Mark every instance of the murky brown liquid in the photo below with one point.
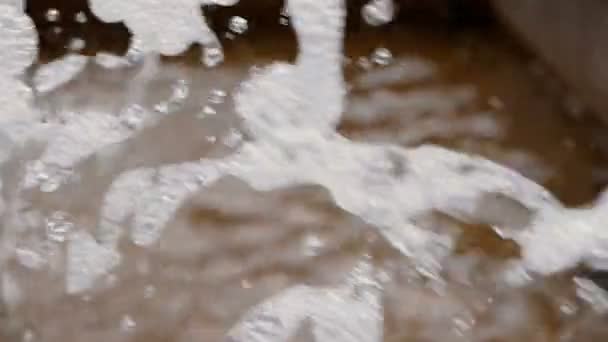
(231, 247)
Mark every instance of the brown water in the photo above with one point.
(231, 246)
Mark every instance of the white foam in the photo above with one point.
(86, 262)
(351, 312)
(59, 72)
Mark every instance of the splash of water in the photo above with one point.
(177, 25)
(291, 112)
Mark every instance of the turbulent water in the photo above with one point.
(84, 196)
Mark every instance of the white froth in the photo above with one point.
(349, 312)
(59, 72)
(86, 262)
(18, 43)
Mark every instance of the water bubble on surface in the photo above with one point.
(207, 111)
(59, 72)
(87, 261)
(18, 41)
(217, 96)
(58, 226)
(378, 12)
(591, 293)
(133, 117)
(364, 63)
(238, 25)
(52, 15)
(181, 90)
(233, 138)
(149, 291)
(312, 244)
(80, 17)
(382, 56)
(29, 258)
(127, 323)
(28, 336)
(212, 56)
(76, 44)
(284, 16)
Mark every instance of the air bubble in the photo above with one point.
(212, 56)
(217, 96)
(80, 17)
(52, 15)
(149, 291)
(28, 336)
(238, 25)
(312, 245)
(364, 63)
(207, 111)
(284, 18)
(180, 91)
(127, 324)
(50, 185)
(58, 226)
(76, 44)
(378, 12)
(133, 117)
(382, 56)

_ _ _ _ _

* **WHAT THIS TASK INVOLVES**: Lay out all of the material above as a Markdown table with the columns Row and Text. Put a row number and one line in each row, skip blank lines, and leave out the pictures.

* **ANSWER TO THE PROBLEM**:
| Row | Text |
|---|---|
| 1 | Mark every instance of the murky brown liquid in the photo below with one point. |
| 2 | (231, 247) |
| 3 | Mark every instance of the brown water in the photo above with one point. |
| 4 | (231, 246) |
| 5 | Mark every instance of the white foam in the photo above with one point. |
| 6 | (86, 262) |
| 7 | (351, 312) |
| 8 | (59, 72) |
| 9 | Mark every instance of the splash of water in the photo above with one point. |
| 10 | (177, 25) |
| 11 | (291, 112) |
| 12 | Mark every instance of the turbulent water in the photo above with one point. |
| 13 | (84, 196) |
| 14 | Mark every instance of the white froth in the photo above with one point. |
| 15 | (349, 312) |
| 16 | (59, 72) |
| 17 | (86, 262) |
| 18 | (18, 43) |
| 19 | Mark every instance of the water bubble on surface in the photo above with one point. |
| 20 | (207, 111) |
| 21 | (59, 72) |
| 22 | (87, 261) |
| 23 | (18, 41) |
| 24 | (217, 96) |
| 25 | (58, 226) |
| 26 | (378, 12) |
| 27 | (591, 293) |
| 28 | (133, 117) |
| 29 | (364, 63) |
| 30 | (238, 25) |
| 31 | (52, 15) |
| 32 | (181, 90) |
| 33 | (233, 138) |
| 34 | (149, 291) |
| 35 | (312, 244) |
| 36 | (80, 17) |
| 37 | (382, 56) |
| 38 | (29, 258) |
| 39 | (127, 323) |
| 40 | (28, 336) |
| 41 | (212, 56) |
| 42 | (76, 44) |
| 43 | (284, 16) |
| 44 | Mark every instance of the air bubble in the photo above with one point. |
| 45 | (212, 56) |
| 46 | (217, 96) |
| 47 | (80, 17) |
| 48 | (52, 15) |
| 49 | (149, 291) |
| 50 | (28, 336) |
| 51 | (238, 25) |
| 52 | (312, 245) |
| 53 | (364, 63) |
| 54 | (207, 111) |
| 55 | (284, 18) |
| 56 | (180, 91) |
| 57 | (127, 324) |
| 58 | (50, 185) |
| 59 | (58, 226) |
| 60 | (76, 44) |
| 61 | (378, 12) |
| 62 | (133, 117) |
| 63 | (382, 56) |